• Requirement 1:
Using the article on small savings schemes, say whether each statement agrees with it. Answer yes or no and quote the words that decide it.
(a) The outstanding balance on small savings stood at ₹10.4 lakh crore in February 2019.
(b) The interest rates on these schemes are regularly changed every quarter.
(c) Post Office Recurring Deposits grew by 9 percent over the past year.
• Requirement 2:
Answer these questions from the article on small savings schemes.
(a) How many small savings schemes are there?
(b) What was the year-on-year growth of the outstanding amount in February 2023?
(c) What position does Feroze Azeez hold?

Recent data from the Reserve Bank of India (RBI) indicate that people are continuing to repose faith in small savings schemes with the corpus clocking a decent annual growth of 13.8 per cent up to February 2024 reaching ₹18.1 lakh crore.

Small savings schemes

Small savings schemes are savings instruments floated by the Centre with the twin objective of helping finance its expenditure as well as to inculcate the habit of saving regularly among investors. The interest rates for these schemes are linked to the government bond yields and need to be adjusted quarterly, though that seldom happens.

Historical data show that in February 2015, the outstanding balance on small savings was ₹6.2 lakh crore, which rose to ₹10.4 lakh crore in February 2019. The trend continued with the outstanding amount reaching ₹15.9 lakh crore in February 2023, a 12.1 per cent y-o-y growth and finally achieving ₹18.1 lakh crore in February 2024 at 13.8 per cent growth.

Among the 20 small savings schemes, seven have recorded growth between 9 per cent and 11 per cent over the past year. These include Post Office Savings Bank Deposits (9 per cent) and Post Office Recurring Deposits (11 per cent), among others. Most of these schemes have seen interest rates ranging between 4 per cent to 9 per cent.

“We have seen participation from B30 cities (locations beyond top 30 cities) rise even in equity, but even then, the small savings schemes remain attractive,” Feroze Azeez, Deputy CEO of Anand Rathi Wealth, said.

“In the new tax regime, many of the exemptions allowed under the old scheme which is savings oriented is not allowed. Thus, the continuous flow of money into the savings scheme indicates households require new avenues for their financial savings,” he added.

• Data:
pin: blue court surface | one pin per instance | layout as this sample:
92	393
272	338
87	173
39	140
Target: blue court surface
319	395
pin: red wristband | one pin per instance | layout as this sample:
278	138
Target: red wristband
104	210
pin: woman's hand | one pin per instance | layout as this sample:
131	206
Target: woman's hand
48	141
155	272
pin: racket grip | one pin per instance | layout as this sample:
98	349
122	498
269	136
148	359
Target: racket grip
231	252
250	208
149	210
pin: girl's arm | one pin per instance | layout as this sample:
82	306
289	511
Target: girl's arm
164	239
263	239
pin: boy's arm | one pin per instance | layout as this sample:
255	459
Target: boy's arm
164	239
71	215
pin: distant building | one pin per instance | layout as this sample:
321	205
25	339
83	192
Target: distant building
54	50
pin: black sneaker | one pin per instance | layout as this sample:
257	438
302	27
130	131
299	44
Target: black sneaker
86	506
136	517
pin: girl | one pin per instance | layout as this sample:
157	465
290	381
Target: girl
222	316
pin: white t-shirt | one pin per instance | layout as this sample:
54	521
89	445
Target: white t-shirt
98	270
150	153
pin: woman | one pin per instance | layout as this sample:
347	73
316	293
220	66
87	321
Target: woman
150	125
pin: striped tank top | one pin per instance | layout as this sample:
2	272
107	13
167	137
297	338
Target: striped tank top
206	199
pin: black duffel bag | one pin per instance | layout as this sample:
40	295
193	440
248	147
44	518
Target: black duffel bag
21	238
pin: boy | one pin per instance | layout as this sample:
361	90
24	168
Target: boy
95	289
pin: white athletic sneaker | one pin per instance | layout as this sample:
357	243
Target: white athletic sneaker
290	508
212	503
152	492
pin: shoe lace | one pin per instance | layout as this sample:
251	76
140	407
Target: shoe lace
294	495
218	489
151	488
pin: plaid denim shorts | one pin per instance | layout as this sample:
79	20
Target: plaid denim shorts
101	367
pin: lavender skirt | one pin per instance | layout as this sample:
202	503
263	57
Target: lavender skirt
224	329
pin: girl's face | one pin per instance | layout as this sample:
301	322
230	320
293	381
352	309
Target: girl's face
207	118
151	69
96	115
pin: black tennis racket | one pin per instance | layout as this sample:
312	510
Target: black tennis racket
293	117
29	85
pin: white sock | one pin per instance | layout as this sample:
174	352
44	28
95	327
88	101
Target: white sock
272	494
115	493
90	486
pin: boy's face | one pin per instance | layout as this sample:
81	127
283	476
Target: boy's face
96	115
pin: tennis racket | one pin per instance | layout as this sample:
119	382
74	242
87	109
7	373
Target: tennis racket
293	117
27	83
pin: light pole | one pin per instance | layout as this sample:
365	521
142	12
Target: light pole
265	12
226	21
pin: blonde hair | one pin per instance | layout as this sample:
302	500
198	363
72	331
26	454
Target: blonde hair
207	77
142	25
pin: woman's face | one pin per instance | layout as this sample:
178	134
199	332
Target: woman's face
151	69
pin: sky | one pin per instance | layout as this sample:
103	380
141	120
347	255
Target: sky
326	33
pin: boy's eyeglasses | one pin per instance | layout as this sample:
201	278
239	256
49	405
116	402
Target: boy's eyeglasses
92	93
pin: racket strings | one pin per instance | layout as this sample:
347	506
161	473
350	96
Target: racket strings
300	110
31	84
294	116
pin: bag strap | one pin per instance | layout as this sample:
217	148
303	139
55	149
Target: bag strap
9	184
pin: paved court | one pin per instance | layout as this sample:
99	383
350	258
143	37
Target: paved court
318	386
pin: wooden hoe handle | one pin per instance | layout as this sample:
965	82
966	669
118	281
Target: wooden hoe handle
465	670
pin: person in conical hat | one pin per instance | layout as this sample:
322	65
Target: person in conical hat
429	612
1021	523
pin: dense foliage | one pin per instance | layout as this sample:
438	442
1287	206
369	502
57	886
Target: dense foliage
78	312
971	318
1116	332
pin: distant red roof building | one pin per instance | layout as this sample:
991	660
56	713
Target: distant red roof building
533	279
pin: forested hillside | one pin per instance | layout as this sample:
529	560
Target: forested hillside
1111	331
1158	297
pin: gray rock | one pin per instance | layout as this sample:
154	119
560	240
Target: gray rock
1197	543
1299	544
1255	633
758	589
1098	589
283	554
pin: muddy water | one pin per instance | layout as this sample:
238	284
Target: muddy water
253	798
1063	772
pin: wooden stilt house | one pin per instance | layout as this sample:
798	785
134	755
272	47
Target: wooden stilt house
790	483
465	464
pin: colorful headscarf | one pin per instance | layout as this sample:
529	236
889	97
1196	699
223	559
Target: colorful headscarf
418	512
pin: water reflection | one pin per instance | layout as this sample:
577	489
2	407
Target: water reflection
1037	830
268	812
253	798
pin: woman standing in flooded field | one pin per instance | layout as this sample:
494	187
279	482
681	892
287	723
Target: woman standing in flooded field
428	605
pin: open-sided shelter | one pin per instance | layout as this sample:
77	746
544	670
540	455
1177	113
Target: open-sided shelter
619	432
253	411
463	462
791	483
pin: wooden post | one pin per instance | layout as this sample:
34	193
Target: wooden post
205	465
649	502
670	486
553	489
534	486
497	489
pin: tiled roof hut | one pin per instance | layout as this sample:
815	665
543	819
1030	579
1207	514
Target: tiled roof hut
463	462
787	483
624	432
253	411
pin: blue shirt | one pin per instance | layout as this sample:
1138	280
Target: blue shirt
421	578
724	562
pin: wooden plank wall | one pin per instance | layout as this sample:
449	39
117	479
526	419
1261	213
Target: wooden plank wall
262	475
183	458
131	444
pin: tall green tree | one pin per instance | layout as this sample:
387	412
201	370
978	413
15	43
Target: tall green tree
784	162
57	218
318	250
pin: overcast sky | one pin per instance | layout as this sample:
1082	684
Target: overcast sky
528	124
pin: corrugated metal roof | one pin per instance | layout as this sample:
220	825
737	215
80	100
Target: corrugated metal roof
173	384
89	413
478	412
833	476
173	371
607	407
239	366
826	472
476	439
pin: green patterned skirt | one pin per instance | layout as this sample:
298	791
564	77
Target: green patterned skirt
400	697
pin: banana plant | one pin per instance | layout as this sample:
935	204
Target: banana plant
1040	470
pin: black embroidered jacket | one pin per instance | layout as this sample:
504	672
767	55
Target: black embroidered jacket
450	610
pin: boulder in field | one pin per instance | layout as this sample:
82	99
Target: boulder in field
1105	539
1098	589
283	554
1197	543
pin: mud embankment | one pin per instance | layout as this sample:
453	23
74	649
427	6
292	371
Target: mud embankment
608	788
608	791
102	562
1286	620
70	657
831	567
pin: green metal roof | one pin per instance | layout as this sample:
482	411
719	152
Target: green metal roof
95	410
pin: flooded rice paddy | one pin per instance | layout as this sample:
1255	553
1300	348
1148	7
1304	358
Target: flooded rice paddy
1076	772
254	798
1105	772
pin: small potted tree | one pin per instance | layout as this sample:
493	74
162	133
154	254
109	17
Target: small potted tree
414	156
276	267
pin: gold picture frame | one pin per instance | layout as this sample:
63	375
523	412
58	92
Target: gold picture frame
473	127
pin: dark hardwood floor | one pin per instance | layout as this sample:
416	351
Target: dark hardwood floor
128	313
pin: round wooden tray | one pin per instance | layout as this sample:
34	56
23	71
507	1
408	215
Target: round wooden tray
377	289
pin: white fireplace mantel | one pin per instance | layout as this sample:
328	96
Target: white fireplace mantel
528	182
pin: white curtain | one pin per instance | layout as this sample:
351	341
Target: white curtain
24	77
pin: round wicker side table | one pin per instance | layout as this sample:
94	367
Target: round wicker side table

• Task response 1:
(a) Yes: "rose to ₹10.4 lakh crore in February 2019"
(b) No: "need to be adjusted quarterly, though that seldom happens"
(c) No: "Post Office Recurring Deposits (11 per cent)"

• Task response 2:
(a) 20
(b) 12.1 percent
(c) Deputy CEO of Anand Rathi Wealth